**What to produce**
Gather every line below that contains the string "purple" and copy each one in full. Case counts, so match the letters exactly as capitalized.

**Data shown**
☆ ☆ ☆ ☆

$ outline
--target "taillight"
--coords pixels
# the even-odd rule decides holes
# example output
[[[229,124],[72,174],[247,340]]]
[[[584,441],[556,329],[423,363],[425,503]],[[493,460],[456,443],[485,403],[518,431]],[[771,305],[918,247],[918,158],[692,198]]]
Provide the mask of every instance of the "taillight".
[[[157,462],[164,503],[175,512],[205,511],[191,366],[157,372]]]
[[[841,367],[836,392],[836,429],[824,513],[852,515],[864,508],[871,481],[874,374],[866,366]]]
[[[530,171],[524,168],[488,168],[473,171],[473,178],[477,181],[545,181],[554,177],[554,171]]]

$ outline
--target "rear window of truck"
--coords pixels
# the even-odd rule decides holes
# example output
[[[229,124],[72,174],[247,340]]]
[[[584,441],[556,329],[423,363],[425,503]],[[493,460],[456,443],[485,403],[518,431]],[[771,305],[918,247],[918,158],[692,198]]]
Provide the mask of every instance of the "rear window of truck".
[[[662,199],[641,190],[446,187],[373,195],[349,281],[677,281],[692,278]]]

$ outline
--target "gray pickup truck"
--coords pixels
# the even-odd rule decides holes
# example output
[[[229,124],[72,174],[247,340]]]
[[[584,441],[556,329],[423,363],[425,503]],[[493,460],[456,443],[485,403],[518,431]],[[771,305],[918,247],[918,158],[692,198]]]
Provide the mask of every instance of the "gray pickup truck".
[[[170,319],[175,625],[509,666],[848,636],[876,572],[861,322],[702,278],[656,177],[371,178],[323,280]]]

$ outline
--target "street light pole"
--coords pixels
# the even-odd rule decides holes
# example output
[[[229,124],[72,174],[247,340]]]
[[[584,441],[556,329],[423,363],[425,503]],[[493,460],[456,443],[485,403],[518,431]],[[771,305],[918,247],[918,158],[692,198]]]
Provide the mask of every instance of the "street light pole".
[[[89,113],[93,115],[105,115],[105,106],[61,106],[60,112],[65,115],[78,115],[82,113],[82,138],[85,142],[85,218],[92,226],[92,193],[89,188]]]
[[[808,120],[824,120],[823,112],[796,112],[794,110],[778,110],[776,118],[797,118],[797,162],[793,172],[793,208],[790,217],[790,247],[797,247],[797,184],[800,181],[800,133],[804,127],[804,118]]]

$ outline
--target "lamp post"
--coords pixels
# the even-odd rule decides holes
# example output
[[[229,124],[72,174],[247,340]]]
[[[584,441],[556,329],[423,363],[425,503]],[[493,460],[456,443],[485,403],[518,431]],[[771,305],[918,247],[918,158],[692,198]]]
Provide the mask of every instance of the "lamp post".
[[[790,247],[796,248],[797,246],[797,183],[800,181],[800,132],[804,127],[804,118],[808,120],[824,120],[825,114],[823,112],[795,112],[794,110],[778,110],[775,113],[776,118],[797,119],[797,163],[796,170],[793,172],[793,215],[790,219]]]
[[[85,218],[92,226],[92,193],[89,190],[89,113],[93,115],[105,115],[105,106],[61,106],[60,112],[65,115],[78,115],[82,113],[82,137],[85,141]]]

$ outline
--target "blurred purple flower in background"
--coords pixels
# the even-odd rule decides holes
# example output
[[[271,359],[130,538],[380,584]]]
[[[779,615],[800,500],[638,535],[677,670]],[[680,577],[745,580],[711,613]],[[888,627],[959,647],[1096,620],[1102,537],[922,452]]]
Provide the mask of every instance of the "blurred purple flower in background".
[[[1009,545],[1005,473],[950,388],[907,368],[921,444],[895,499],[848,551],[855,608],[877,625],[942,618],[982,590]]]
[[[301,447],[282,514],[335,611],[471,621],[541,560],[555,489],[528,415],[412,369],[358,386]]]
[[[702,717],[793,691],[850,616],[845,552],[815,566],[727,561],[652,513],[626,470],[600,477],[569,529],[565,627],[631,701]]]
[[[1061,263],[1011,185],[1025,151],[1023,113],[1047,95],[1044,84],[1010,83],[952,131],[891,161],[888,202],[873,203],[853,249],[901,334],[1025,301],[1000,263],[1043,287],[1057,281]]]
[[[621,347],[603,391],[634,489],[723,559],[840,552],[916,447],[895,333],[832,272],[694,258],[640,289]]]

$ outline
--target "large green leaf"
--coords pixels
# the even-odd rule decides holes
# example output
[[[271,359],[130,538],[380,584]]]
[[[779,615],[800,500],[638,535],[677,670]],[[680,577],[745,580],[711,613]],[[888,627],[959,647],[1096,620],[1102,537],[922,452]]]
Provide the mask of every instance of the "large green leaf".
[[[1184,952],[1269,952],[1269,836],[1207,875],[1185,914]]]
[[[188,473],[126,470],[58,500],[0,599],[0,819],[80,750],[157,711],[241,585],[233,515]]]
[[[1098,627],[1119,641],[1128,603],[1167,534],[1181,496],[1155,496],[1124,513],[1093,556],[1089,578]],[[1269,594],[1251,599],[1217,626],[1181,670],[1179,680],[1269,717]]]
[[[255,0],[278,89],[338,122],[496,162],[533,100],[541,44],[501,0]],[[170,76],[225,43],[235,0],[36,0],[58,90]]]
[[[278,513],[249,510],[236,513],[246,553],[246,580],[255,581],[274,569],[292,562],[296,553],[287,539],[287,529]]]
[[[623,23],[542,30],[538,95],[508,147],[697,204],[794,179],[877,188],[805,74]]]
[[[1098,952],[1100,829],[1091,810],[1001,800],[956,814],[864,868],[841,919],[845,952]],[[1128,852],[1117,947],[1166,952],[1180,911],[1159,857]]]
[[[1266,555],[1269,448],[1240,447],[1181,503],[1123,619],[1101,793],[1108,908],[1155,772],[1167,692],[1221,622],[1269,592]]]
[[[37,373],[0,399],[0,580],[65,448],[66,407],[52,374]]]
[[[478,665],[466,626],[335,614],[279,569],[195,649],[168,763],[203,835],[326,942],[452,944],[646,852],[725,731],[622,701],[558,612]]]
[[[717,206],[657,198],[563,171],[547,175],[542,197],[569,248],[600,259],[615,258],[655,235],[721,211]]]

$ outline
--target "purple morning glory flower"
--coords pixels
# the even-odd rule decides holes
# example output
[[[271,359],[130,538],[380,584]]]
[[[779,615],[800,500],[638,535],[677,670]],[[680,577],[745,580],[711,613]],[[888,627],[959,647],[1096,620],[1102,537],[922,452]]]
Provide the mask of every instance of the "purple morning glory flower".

☆ ☆ ☆ ☆

**Task output**
--target "blurred purple flower in background"
Provide the mask of every instance of the "blurred purple flower in background".
--target "purple morning glory flower"
Provide the mask of every instance of the "purple morning glory flower".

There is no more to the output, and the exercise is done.